------ Information provided

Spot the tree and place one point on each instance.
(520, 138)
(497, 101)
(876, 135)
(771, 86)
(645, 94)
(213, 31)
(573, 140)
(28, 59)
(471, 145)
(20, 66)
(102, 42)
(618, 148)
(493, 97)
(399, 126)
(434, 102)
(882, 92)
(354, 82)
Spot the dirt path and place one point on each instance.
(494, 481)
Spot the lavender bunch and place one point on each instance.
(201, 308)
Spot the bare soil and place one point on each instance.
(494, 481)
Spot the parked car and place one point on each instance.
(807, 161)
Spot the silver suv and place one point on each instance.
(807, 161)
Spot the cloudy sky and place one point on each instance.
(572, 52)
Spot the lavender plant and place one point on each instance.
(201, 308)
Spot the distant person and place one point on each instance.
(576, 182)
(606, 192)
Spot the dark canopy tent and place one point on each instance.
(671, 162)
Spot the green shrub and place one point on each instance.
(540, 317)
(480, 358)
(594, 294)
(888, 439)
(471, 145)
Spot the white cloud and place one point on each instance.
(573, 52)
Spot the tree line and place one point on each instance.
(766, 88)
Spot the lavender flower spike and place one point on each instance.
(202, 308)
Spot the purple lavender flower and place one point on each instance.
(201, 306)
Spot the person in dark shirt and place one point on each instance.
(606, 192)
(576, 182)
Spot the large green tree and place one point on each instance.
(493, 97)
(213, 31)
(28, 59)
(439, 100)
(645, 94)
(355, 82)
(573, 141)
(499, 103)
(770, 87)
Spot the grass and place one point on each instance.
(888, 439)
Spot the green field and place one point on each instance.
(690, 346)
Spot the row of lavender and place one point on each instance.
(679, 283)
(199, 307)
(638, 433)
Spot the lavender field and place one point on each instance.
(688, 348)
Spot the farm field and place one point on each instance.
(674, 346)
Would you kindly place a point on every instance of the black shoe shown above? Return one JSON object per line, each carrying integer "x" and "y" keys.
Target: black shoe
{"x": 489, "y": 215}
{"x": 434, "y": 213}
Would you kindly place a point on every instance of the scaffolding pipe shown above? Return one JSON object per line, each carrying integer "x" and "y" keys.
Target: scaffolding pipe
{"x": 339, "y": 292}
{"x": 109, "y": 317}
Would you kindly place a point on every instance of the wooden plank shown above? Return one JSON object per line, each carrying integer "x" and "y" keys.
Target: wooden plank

------------

Copy out every one of the items above word for word, keeping each line as it appears.

Spot the tree and place one point on each instance.
(520, 138)
(497, 101)
(876, 135)
(771, 86)
(645, 94)
(213, 31)
(573, 140)
(28, 59)
(471, 145)
(20, 66)
(102, 42)
(618, 148)
(493, 97)
(399, 126)
(434, 102)
(882, 92)
(354, 82)
Spot the dirt path and place one point on each instance.
(494, 481)
Spot the lavender bunch and place one point on each instance.
(201, 308)
Spot the bare soil and place one point on each instance.
(494, 481)
Spot the parked car and place one point on each instance.
(807, 161)
Spot the silver suv and place one point on each instance.
(807, 161)
Spot the cloudy sky and place one point on each instance.
(572, 52)
Spot the lavender plant and place one point on each instance.
(201, 308)
Spot the distant person and place one point on each instance.
(576, 182)
(606, 192)
Spot the dark canopy tent and place one point on each instance.
(671, 162)
Spot the green shrub and place one point on each instance.
(540, 317)
(480, 358)
(594, 294)
(888, 439)
(471, 145)
Spot the white cloud and place one point on each instance.
(573, 52)
Spot the tree line and place one point on each instance.
(766, 88)
Spot the lavender flower spike and place one point on each instance.
(202, 308)
Spot the purple lavender flower and place one point on each instance.
(201, 306)
Spot the person in dark shirt and place one point on each instance.
(606, 192)
(576, 182)
Spot the large green tree and place one point on each instance.
(493, 97)
(213, 31)
(28, 59)
(439, 100)
(645, 94)
(355, 82)
(573, 141)
(499, 103)
(770, 87)
Spot the grass and place one point on each instance.
(888, 439)
Spot the green field and place one point on each instance.
(690, 346)
Spot the row of lavender and place one point on each instance.
(679, 283)
(199, 307)
(638, 433)
Spot the lavender field and place one point on each instance.
(688, 348)
Spot the farm field and place one point on each instance.
(674, 346)
Would you kindly place a point on every instance of the black shoe shown above? Return one JSON object per line, each carrying integer "x" and "y" keys.
Target: black shoe
{"x": 489, "y": 215}
{"x": 434, "y": 213}
Would you kindly place a point on every instance of the scaffolding pipe shown above? Return one JSON object per line, each carrying integer "x" and "y" keys.
Target: scaffolding pipe
{"x": 339, "y": 292}
{"x": 109, "y": 317}
Would you kindly place a point on every instance of the wooden plank shown above? Return one JSON object per line, each carrying integer "x" and "y" keys.
Target: wooden plank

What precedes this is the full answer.